**CONSIGNE 1**
Relevez toutes les valeurs chiffrées du texte de la page sur les finances publiques en 2011, années exclues. Pour chacune, indiquez ce qu'elle mesure.
**CONSIGNE 2**
D'après le texte de la page sur les finances publiques en 2011, de quoi résulte majoritairement la baisse du déficit structurel relevée par la Cour ?

**TEXTE DE LA PAGE**
------------------------------

I- La situation en 2011 :

Si la Cour note une trajectoire de retour à l'équilibre, elle souligne également la situation dégradée par rapport à d'autres pays européens, dont on peut considérer que c'est la pression des marchés ou certaines spécificités économiques ou comptables qui les ont conduit à des réformes ou à de meilleurs résultats. Elle s'intéresse ensuite à la structure du déficit public. Elle note que la baisse du déficit massif observé entre 2010 et 2011 résulte pour les 2/3 de l'interruption d'opérations temporaire (le plan de relance) et pour 1/3 de la réduction du déficit structuel (résiduellement de la conjoncture). Le déficit structurel, définit comme celui neutralisant les effets de la conjoncture économique, est le plus parlant à analyser : la Cour relève, contrairement à ce qu'on a pu entendre, que la baisse du déficit structurel de 0.9 point de PIB résulte majoritairement de "l'adoption de mesures de hausses de prélèvements obligatoires pérennes" et non pas de réduction de dépenses publiques. La dépense publique est réellement difficile à attaquer en France, même sous un gouvernement de droite, cela relativise l'action du gouvernement précédent sur les dépenses (pas sur les recettes) ainsi que les critiques actuelles sur le "matraquage fiscal supposé". Mais cela peut être un bon signe pour les finances du pays, car si le déficit peut se réduire ainsi alors même que l'on a à peine commencer à s'attaquer aux dépenses, il suffit d'être juste entre hausse de recettes et baisse plus importante des dépenses pour être efficace, et le nouveau gouvernement a globalement le temps pour mettre en oeuvre cela.
Les dépenses ont ainsi augmenté moins vite que le PIB (certes, mais sous réserve d'une quelconque utilité de cette liaison entre recettes et dépenses et PIB) mais ont néanmoins augmenté, tout comme les recettes qui ont elles beaucoup plus augmenté en raison majoritairement de mesures fiscales nouvelles et d'une meilleure collecte. Ces leviers se traduisent dans une baisse minime du ratio dépenses publiques (-0.6) sur PIB et une hausse du taux de prélèvements obligatoires (1.4). On peut donc conclure que la réduction du déficit s'est accomplie de manière plus importante via le levier de la hausse des prélèvements que de la réduction des dépenses.

Les objectifs de la Loi de programmation des finances publiques sont ainsi atteints a minima pour les dépenses et un peu plus pour les recettes permettant de respecter les engagements minimums contenus dans le document. On peut noter une surprise dans l'exécution de dépenses d'assurances maladie (inférieures de 500M€ aux prévisions, qui sera à relativiser avec les soucis du compte de la SECU).

------------------------------

**DONNÉES FOURNIES**
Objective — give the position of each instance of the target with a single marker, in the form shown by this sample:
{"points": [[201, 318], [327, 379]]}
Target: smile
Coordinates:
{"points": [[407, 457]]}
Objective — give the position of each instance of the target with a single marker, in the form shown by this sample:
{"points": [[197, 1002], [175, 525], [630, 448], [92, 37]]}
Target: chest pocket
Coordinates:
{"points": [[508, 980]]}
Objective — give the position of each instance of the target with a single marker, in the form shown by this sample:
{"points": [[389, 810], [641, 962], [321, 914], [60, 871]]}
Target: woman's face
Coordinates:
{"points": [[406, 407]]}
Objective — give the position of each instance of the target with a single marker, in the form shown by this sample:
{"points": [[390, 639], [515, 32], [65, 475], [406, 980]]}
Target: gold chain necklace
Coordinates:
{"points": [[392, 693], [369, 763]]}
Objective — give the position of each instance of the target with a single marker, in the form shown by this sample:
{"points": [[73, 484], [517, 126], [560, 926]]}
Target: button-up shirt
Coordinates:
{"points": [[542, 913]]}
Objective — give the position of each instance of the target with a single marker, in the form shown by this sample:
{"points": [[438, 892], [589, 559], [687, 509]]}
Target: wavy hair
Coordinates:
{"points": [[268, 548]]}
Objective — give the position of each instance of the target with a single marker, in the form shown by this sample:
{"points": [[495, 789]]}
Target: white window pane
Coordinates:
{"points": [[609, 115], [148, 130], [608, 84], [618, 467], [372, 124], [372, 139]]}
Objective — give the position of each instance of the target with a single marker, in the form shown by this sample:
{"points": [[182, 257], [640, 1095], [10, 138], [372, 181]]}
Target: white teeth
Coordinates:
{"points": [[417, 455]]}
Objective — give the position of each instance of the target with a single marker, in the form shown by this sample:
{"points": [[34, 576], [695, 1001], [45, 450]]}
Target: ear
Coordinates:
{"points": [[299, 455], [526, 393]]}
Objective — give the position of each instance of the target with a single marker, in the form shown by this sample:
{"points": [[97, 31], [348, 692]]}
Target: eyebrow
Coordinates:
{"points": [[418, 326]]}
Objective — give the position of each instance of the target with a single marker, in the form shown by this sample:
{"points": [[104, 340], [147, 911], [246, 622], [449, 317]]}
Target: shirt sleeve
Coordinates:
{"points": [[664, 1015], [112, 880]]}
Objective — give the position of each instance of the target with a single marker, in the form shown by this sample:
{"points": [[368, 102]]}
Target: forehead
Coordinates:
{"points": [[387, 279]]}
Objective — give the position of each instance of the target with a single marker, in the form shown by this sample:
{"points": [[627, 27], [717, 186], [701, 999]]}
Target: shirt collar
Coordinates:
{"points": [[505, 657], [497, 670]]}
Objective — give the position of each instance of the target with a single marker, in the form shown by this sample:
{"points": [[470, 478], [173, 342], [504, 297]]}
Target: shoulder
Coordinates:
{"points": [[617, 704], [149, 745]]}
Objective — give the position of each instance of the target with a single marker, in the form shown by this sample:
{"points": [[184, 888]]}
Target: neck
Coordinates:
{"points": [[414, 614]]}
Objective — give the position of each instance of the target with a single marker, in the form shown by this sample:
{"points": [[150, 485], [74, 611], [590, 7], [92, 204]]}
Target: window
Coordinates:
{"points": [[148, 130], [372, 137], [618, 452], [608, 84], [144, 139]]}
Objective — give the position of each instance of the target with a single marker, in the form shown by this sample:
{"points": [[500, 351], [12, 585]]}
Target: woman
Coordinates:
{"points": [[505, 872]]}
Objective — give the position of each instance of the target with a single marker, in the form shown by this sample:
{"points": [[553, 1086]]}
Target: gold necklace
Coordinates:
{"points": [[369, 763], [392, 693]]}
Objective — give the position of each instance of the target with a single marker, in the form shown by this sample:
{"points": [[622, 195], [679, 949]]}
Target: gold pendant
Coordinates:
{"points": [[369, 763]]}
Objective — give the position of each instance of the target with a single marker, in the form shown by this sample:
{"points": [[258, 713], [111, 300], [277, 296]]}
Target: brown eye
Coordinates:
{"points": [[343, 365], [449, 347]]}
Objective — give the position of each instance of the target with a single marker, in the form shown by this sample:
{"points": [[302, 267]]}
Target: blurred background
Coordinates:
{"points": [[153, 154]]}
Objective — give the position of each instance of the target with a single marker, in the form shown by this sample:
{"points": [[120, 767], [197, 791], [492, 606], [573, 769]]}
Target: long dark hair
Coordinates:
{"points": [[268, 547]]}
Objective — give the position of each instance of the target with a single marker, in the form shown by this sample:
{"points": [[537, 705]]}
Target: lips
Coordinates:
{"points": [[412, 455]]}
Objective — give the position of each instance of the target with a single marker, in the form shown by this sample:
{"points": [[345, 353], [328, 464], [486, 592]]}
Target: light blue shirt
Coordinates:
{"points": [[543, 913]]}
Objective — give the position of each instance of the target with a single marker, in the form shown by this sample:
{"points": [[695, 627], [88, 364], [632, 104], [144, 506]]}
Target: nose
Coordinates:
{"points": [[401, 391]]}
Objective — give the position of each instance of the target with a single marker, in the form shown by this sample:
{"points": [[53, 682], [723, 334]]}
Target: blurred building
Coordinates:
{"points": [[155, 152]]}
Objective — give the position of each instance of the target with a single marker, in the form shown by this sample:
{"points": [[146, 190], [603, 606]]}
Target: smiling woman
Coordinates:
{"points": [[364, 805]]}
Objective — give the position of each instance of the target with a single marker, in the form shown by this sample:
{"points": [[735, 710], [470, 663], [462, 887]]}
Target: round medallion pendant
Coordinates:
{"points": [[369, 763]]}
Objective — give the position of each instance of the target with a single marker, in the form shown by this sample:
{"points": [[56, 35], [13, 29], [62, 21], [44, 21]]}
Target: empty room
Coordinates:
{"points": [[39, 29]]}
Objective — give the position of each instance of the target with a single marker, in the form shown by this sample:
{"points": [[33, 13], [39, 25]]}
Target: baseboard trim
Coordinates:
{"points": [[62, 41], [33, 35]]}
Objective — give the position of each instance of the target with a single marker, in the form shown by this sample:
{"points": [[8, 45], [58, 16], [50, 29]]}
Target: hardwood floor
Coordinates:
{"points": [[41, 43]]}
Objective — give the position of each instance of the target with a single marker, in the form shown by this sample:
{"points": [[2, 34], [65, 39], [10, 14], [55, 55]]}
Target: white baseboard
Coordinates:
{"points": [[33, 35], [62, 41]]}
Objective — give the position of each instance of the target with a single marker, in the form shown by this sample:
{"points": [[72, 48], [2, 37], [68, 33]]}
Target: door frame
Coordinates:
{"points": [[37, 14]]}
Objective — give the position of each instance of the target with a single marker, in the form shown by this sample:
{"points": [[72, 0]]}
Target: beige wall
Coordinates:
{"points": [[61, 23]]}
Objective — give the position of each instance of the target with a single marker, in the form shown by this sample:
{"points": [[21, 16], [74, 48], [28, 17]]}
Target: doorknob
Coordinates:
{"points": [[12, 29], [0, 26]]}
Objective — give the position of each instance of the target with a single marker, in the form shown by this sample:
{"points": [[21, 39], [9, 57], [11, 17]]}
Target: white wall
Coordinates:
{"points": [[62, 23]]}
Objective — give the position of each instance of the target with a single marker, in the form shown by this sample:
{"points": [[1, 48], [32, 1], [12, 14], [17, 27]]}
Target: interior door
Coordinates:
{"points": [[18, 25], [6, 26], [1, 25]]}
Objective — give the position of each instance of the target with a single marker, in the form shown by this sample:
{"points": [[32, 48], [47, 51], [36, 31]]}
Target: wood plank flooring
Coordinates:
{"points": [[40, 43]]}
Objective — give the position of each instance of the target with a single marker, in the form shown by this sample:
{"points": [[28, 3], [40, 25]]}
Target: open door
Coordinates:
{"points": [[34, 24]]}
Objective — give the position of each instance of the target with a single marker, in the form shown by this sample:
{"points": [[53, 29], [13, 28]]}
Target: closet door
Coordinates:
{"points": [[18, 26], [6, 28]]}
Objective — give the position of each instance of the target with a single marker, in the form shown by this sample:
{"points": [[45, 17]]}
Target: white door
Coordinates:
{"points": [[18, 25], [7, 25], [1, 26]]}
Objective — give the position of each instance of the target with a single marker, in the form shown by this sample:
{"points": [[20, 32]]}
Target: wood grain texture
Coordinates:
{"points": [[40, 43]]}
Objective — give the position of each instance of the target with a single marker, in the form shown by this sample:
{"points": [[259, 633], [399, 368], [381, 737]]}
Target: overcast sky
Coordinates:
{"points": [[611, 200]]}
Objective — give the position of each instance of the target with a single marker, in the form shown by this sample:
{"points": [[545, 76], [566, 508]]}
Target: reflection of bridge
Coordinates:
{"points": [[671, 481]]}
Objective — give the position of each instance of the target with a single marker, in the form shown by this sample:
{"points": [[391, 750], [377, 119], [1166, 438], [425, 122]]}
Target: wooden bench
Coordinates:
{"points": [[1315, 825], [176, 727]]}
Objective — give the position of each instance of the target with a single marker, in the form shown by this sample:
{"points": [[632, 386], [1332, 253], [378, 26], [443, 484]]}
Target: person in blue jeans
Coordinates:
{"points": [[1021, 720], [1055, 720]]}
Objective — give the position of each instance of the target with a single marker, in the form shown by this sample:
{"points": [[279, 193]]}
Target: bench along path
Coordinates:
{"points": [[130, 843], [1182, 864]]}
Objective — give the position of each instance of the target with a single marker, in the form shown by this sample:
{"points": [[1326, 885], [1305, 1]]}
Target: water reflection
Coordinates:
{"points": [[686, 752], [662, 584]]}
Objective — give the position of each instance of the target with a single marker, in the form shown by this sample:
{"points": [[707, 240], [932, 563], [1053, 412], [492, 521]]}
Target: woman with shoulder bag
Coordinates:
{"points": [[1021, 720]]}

------------------------------

**RÉPONSE 1**
- 2/3 : part de la baisse du déficit entre 2010 et 2011 due à l'interruption d'opérations temporaires (le plan de relance)
- 1/3 : part de cette baisse due à la réduction du déficit structurel
- 0.9 point de PIB : baisse du déficit structurel
- -0.6 : évolution du ratio dépenses publiques sur PIB
- 1.4 : hausse du taux de prélèvements obligatoires
- 500M€ : écart entre les dépenses d'assurance maladie exécutées et les prévisions, les dépenses étant inférieures

**RÉPONSE 2**
Elle résulte majoritairement de « l'adoption de mesures de hausses de prélèvements obligatoires pérennes », et non d'une réduction des dépenses publiques.